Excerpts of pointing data

— BEGIN —

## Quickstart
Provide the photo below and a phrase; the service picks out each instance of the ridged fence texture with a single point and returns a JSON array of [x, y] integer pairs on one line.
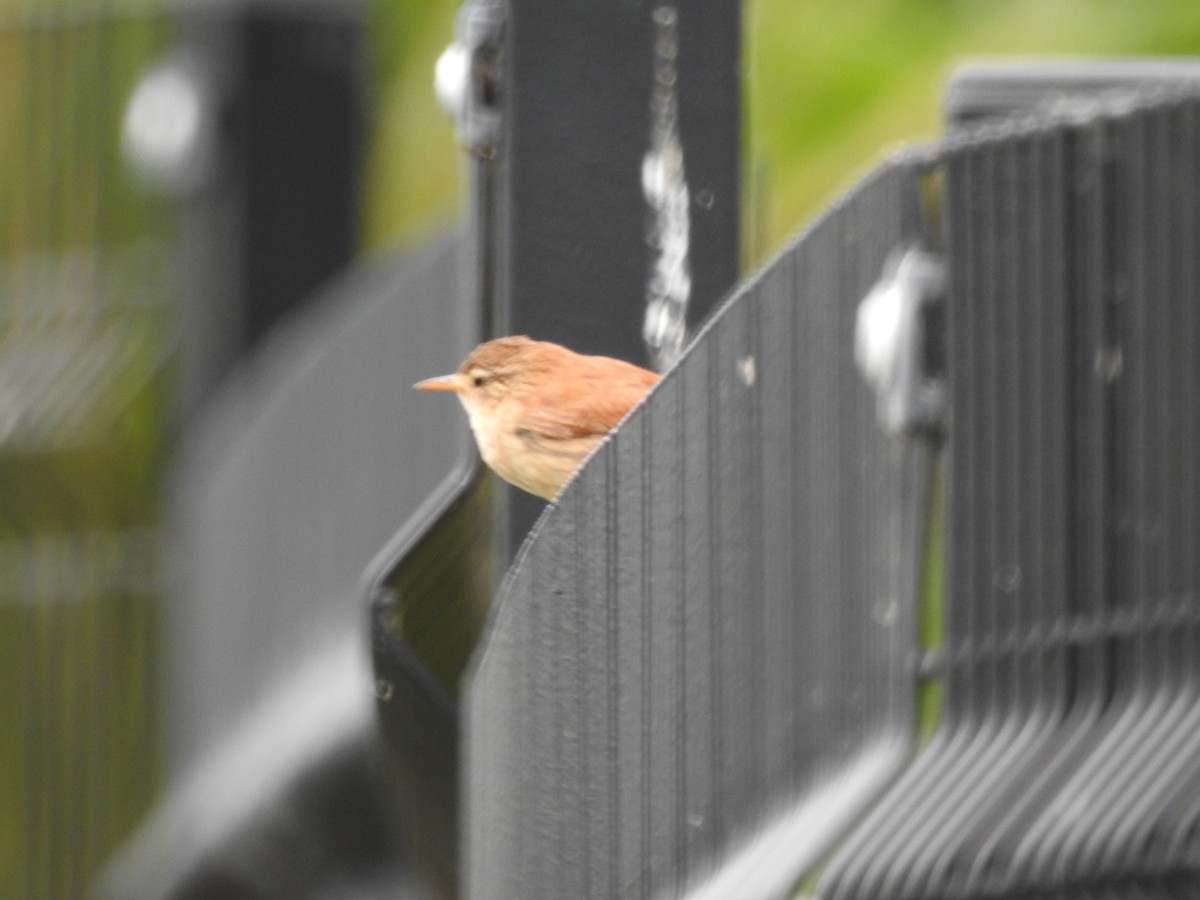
[[1066, 762], [701, 665]]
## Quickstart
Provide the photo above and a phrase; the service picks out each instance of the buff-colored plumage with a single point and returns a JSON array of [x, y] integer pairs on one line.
[[537, 408]]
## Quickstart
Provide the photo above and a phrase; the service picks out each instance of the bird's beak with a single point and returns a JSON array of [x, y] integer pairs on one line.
[[442, 383]]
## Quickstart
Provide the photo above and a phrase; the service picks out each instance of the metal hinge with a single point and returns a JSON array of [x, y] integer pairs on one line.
[[467, 76], [898, 342]]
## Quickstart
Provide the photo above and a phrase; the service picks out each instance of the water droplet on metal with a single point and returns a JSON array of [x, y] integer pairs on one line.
[[1109, 363], [1008, 577], [747, 371]]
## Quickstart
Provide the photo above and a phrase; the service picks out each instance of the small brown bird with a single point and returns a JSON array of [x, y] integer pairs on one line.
[[538, 408]]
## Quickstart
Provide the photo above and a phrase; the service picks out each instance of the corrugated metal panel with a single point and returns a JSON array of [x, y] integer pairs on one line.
[[1067, 754], [702, 664]]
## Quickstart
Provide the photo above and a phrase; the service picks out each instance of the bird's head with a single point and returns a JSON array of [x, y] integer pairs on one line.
[[491, 372]]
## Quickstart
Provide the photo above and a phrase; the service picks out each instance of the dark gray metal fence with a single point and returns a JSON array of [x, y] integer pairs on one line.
[[1066, 759], [713, 627]]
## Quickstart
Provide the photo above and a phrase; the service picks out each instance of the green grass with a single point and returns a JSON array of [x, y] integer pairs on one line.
[[831, 87]]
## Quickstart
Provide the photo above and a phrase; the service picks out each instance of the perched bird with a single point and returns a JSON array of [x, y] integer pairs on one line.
[[537, 408]]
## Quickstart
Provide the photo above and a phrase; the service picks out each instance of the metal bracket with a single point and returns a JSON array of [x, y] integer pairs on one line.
[[467, 76], [895, 342]]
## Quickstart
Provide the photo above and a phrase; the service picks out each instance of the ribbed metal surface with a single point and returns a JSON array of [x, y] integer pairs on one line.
[[702, 663], [1067, 756]]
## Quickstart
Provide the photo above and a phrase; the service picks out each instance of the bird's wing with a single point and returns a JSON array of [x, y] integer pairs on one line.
[[591, 409]]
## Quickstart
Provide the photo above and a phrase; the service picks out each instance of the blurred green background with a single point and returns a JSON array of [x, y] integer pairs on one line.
[[831, 87]]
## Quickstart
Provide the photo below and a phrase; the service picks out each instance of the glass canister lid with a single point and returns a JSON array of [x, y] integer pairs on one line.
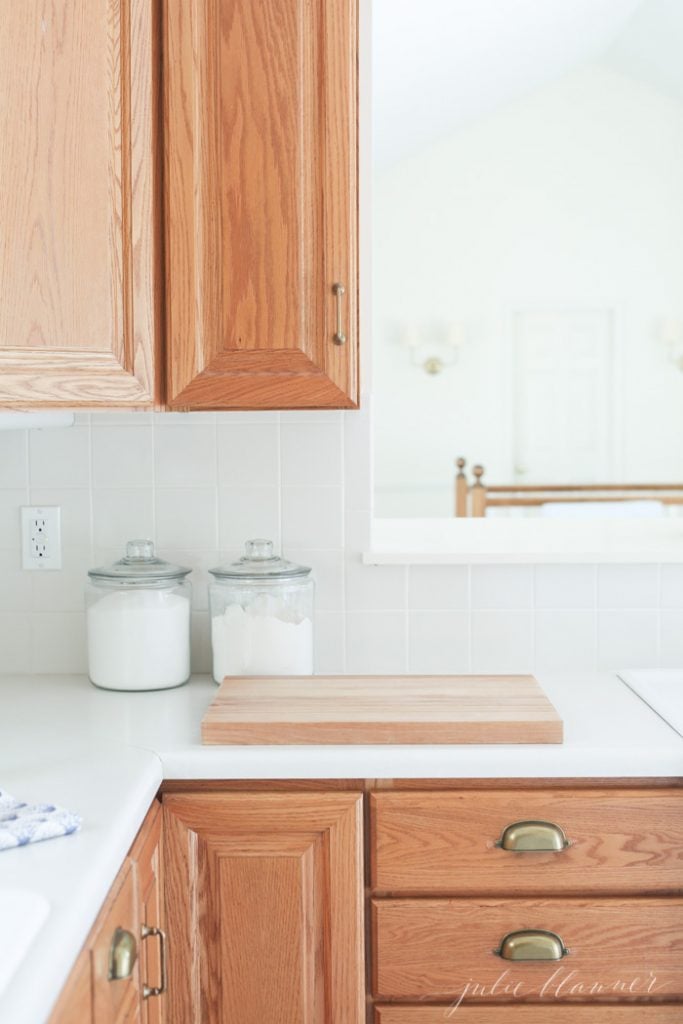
[[139, 565], [259, 562]]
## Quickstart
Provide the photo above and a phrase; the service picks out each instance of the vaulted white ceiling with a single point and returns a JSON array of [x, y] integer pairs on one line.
[[437, 64]]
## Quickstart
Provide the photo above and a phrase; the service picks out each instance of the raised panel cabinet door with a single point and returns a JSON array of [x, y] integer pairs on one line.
[[116, 996], [78, 203], [264, 907], [261, 203]]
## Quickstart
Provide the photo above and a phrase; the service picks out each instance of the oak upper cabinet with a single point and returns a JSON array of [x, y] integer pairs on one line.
[[264, 901], [78, 221], [261, 203]]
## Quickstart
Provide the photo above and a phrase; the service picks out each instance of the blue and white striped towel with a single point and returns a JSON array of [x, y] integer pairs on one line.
[[23, 823]]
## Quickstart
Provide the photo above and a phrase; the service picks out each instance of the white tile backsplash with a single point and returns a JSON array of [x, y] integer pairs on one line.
[[628, 586], [248, 455], [565, 586], [185, 456], [122, 456], [628, 638], [311, 453], [565, 640], [438, 642], [502, 640], [202, 483], [59, 458], [14, 458], [438, 587], [502, 587]]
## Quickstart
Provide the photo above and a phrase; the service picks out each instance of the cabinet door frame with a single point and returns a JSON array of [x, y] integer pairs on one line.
[[123, 369], [260, 333]]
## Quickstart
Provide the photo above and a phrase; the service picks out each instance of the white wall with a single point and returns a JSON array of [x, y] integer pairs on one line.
[[200, 484], [569, 198]]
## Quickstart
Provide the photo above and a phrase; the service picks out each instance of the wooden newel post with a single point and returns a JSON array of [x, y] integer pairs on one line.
[[478, 494], [461, 488]]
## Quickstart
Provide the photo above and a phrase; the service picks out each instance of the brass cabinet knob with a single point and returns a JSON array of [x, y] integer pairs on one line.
[[534, 837], [339, 337], [150, 990], [531, 944], [123, 953]]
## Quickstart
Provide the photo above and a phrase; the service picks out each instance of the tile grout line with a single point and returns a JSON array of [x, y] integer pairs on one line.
[[658, 610], [596, 623], [470, 642], [407, 616]]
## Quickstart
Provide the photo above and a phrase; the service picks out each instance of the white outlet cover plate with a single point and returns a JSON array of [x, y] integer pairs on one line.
[[51, 537]]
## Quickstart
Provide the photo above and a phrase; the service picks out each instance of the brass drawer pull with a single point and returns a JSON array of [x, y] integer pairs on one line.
[[531, 944], [123, 953], [148, 990], [534, 837], [339, 337]]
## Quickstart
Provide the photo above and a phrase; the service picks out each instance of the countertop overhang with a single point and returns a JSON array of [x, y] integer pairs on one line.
[[105, 755]]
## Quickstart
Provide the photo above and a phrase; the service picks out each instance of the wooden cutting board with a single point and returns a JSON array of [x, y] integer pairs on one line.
[[381, 710]]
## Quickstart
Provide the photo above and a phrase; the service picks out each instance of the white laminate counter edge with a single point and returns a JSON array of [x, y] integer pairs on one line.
[[105, 755]]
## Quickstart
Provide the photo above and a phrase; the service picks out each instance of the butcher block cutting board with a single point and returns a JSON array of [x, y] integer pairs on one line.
[[381, 710]]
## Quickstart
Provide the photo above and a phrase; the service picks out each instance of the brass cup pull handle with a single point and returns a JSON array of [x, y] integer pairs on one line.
[[339, 337], [123, 953], [531, 944], [150, 990], [534, 837]]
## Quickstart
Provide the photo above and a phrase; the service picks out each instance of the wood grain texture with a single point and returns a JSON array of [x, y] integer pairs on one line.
[[432, 948], [79, 263], [261, 202], [551, 1013], [264, 903], [115, 1001], [145, 856], [625, 841], [75, 1003], [381, 710]]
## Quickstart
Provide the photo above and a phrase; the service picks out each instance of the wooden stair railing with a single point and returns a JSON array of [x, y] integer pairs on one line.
[[473, 500]]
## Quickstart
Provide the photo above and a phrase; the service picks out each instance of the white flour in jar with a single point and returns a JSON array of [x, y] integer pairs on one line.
[[260, 642], [138, 640]]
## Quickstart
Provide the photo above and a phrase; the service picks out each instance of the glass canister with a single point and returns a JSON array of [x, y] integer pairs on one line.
[[261, 615], [137, 613]]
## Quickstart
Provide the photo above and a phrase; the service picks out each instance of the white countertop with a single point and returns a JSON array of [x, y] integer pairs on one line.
[[104, 755]]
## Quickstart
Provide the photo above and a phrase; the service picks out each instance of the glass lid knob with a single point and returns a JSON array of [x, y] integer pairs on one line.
[[259, 550], [140, 550]]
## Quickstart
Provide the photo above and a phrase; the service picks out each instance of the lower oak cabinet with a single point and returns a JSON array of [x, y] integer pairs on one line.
[[482, 901], [264, 898], [120, 975]]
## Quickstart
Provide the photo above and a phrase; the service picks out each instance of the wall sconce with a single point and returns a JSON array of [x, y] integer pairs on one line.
[[671, 334], [432, 347]]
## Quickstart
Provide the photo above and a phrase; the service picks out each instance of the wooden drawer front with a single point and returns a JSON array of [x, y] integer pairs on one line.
[[622, 841], [115, 1001], [619, 949], [529, 1015]]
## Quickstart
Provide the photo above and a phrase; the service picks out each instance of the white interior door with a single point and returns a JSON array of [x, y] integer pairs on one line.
[[562, 396]]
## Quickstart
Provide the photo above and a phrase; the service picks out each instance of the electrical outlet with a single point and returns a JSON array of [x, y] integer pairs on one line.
[[41, 537]]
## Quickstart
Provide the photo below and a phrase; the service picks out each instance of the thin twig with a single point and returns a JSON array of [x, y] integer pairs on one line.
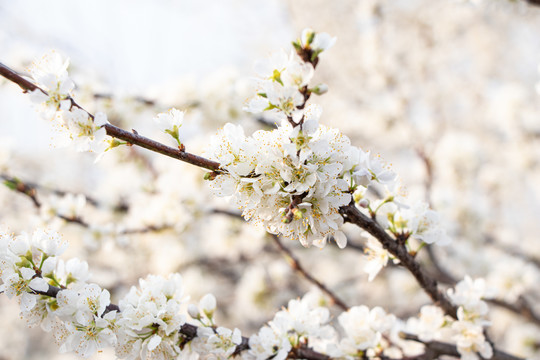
[[131, 137], [437, 348], [430, 286], [297, 266], [189, 332]]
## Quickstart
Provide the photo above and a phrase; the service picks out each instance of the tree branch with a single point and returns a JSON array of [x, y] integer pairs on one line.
[[353, 215], [116, 132], [297, 266], [189, 332]]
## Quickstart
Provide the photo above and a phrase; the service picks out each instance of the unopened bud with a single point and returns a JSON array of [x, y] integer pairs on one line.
[[193, 311], [307, 37], [320, 89], [297, 213]]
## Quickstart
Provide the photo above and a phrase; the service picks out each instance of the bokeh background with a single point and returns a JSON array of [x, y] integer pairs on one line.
[[446, 91]]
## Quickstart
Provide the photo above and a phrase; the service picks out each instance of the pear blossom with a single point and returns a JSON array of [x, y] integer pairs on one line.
[[363, 328], [170, 122], [269, 343], [318, 42], [377, 258], [50, 72]]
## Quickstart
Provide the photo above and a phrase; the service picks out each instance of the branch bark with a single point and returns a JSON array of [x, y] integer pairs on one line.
[[429, 285], [131, 137]]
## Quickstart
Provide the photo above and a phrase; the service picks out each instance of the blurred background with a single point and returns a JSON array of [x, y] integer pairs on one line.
[[445, 91]]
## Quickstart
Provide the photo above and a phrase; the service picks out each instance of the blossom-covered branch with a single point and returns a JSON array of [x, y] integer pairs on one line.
[[131, 137]]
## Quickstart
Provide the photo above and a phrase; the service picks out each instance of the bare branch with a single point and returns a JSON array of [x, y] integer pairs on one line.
[[430, 286]]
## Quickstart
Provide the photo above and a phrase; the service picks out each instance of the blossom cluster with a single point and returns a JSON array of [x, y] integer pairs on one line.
[[467, 331], [74, 124], [148, 321], [294, 180]]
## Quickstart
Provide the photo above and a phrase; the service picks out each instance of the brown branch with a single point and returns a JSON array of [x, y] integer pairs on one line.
[[131, 137], [294, 262], [297, 266], [437, 348], [521, 307], [189, 332], [429, 285]]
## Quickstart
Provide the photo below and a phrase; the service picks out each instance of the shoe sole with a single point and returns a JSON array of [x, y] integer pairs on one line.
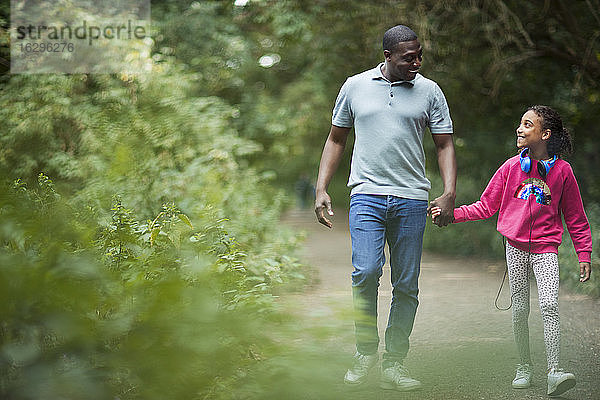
[[521, 386], [563, 387], [392, 386]]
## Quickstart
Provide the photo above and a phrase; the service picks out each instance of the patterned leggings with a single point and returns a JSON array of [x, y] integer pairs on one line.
[[545, 268]]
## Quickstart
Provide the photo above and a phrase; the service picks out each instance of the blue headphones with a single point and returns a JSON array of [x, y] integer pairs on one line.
[[542, 165]]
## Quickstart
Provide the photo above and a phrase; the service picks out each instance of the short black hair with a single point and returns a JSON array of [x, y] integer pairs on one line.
[[397, 34]]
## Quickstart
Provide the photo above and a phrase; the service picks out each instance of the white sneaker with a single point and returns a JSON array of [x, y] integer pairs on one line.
[[523, 377], [360, 369], [559, 382], [397, 377]]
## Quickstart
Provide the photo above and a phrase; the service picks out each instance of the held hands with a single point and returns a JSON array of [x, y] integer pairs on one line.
[[442, 210], [585, 270], [322, 205]]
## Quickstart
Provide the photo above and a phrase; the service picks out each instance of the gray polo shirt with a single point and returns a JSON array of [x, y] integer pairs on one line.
[[389, 121]]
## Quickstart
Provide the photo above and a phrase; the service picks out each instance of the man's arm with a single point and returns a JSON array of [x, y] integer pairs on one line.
[[447, 165], [330, 160]]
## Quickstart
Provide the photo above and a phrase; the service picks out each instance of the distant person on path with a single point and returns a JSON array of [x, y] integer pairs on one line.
[[390, 107], [531, 191]]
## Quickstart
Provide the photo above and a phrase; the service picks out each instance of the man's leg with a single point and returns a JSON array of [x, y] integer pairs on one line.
[[367, 230], [405, 228]]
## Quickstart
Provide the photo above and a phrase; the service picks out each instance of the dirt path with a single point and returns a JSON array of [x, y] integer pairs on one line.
[[461, 346]]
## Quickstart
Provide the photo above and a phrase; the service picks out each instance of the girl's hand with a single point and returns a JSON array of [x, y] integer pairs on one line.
[[585, 270], [435, 212]]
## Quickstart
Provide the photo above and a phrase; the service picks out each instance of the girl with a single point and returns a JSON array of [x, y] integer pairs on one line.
[[531, 190]]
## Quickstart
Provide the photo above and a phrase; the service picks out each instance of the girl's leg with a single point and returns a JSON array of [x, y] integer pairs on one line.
[[545, 267], [518, 275]]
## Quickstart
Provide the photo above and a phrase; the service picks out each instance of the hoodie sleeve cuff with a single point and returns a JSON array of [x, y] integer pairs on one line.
[[584, 256], [459, 215]]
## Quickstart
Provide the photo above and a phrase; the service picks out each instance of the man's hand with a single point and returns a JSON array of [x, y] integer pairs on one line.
[[585, 270], [442, 210], [323, 204]]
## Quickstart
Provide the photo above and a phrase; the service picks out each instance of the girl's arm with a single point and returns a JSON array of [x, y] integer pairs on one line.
[[488, 204], [577, 223]]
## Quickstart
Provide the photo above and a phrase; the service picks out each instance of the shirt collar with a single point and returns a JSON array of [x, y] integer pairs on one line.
[[378, 75]]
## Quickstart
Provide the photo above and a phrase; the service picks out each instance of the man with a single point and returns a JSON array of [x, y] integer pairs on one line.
[[389, 107]]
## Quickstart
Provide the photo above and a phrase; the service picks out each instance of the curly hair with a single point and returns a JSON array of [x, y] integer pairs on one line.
[[560, 142]]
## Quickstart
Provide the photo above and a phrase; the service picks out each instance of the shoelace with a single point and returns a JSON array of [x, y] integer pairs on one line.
[[522, 371]]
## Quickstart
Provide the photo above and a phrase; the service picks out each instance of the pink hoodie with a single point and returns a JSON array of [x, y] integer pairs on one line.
[[525, 199]]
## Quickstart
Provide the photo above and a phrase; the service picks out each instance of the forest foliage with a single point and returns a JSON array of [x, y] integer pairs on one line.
[[154, 199]]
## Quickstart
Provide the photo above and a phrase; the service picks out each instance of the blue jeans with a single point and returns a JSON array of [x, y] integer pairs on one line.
[[374, 220]]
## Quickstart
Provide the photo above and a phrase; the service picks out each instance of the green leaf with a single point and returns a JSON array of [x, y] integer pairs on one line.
[[185, 219]]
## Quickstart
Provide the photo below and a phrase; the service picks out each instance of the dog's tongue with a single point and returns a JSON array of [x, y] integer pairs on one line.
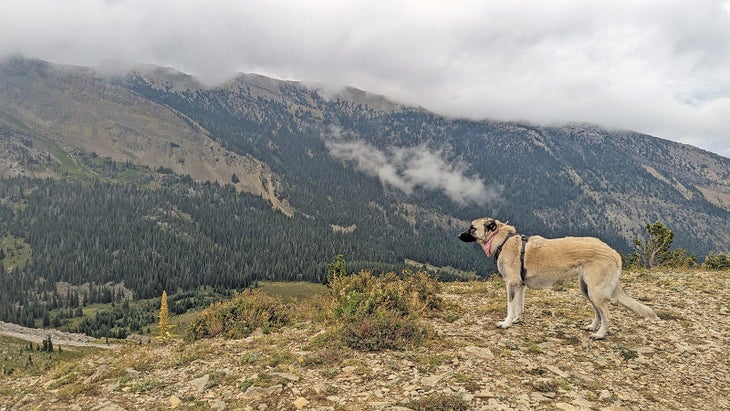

— END —

** Exercise brief **
Pull out every line in the records above that contains the word "newel", copying each one in full.

** Complete answer **
Provide the photo above and a phrase; the service picks out each instance of the wooden newel post with a single point and returns a JSON array of [x, y] integer pairs on one line.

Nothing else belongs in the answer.